**Your assignment**: I'd like an exact copy of every line from the start of the entries below through the line containing "rough mask: <svg", please.

(Saved entries)
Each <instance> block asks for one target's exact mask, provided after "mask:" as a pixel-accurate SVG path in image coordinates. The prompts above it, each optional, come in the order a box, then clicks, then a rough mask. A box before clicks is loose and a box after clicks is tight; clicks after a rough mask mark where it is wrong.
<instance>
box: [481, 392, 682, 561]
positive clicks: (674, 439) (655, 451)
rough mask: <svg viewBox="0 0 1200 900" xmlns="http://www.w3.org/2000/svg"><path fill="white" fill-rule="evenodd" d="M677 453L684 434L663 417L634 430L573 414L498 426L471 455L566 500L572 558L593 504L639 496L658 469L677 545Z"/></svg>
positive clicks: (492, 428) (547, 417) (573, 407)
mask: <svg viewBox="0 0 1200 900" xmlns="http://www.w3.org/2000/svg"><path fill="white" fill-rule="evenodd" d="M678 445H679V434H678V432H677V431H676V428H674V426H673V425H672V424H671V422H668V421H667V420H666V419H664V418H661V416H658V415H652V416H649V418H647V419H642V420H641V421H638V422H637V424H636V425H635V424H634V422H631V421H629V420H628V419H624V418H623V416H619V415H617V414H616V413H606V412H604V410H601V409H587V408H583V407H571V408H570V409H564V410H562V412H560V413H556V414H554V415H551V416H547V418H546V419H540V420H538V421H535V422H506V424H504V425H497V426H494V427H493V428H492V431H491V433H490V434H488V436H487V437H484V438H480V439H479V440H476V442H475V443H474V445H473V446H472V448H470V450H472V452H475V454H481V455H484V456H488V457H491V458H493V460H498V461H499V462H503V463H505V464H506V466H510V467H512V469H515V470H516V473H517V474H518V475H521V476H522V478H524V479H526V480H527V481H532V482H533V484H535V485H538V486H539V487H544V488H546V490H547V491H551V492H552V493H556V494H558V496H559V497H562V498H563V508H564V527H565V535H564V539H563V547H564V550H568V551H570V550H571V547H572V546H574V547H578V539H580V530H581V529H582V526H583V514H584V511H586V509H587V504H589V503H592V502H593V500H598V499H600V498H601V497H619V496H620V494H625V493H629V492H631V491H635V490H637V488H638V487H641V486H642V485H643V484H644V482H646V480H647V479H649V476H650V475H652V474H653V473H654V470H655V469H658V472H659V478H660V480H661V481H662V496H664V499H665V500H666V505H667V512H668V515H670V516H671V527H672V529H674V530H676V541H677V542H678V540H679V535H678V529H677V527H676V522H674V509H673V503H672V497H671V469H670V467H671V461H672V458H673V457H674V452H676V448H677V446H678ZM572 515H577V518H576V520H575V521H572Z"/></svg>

**Exercise output**:
Each <instance> block asks for one target's exact mask, provided after "mask:" as a pixel-accurate SVG path in image coordinates. The prompts above it, each optional, come in the order a box, then clicks, then a rough mask. A box before clicks is loose and a box after clicks is tight; clicks after a rough mask mark where it is wrong.
<instance>
box: [481, 392, 682, 561]
positive clicks: (674, 439) (655, 451)
rough mask: <svg viewBox="0 0 1200 900" xmlns="http://www.w3.org/2000/svg"><path fill="white" fill-rule="evenodd" d="M677 453L684 434L663 417L634 430L573 414L498 426L471 455L566 500L572 558L593 504L639 496L658 469L677 545Z"/></svg>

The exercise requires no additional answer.